### STATED EXERCISE
Pick out every line of the rows below that contains the string "tree", and copy each such line. Case counts.

#### PROVIDED DATA ####

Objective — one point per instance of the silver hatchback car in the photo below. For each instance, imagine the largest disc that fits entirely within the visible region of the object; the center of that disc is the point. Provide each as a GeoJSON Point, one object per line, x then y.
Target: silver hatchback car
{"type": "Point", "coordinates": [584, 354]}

####
#### PROVIDED DATA ####

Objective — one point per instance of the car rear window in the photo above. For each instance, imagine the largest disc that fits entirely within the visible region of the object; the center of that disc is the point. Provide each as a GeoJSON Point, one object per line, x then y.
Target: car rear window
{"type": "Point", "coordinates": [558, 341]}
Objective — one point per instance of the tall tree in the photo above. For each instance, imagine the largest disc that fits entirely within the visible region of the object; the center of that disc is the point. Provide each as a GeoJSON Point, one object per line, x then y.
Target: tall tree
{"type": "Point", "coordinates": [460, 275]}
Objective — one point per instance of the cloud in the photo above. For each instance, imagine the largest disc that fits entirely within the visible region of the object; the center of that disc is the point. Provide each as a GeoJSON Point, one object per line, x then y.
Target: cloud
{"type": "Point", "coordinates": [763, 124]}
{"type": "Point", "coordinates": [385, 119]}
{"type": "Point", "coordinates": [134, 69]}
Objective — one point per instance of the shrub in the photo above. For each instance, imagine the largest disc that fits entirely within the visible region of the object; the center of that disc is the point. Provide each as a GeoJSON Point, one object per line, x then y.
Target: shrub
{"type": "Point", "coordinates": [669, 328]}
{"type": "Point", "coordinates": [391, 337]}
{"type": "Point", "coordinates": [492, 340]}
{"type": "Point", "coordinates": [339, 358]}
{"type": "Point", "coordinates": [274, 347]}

####

### RESPONSE TO THE TASK
Objective — one point per instance of the tall tree in the photo above. For each instance, imagine the largest disc that fits entirely within the visible region of the object; the center of that disc is the point. Provide each as a GeoJSON Point, one object per line, x then y.
Target: tall tree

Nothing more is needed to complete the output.